- **DO THIS**
Revise the lines below, changing "tags" to "markers" wherever it occurs and leaving everything else untouched.

- **Dataset records**
## begin
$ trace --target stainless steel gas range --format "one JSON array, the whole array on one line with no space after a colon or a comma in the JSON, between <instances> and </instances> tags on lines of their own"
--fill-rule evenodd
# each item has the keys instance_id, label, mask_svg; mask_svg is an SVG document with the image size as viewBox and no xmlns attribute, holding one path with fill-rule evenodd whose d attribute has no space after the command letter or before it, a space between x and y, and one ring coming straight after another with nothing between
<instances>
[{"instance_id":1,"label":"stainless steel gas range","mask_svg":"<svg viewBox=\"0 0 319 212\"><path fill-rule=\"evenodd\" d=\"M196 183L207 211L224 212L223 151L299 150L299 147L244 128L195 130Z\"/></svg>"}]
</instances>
## end
- **ANSWER FOR THE TASK**
$ trace --target stainless steel gas range --format "one JSON array, the whole array on one line with no space after a colon or a comma in the JSON, between <instances> and </instances> markers on lines of their own"
--fill-rule evenodd
# each item has the keys instance_id, label, mask_svg; mask_svg is an SVG document with the image size as viewBox and no xmlns attribute, holding one path with fill-rule evenodd whose d attribute has no space after the command letter or before it, a space between x and y, and one ring coming straight after another with nothing between
<instances>
[{"instance_id":1,"label":"stainless steel gas range","mask_svg":"<svg viewBox=\"0 0 319 212\"><path fill-rule=\"evenodd\" d=\"M196 183L207 211L224 212L223 151L299 150L299 147L244 128L195 130Z\"/></svg>"}]
</instances>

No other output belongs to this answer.